-- START RECORDS TO USE --

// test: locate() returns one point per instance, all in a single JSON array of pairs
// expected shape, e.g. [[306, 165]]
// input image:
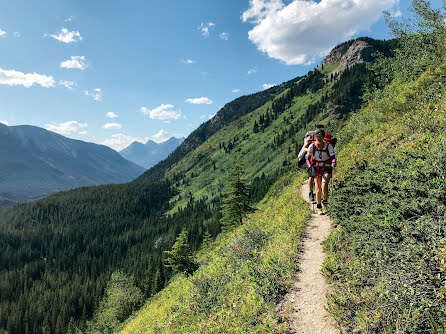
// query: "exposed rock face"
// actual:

-- END RECORDS TO USE --

● **WRITTEN EXERCISE**: Lay out these rows as a numbered list with no blank lines, and leave the pictures out.

● **TASK RESPONSE**:
1. // test: locate() returns one point per instance, all in a single JSON array of pairs
2. // expected shape, e.g. [[306, 165]]
3. // input image:
4. // query: "exposed rock face"
5. // actual:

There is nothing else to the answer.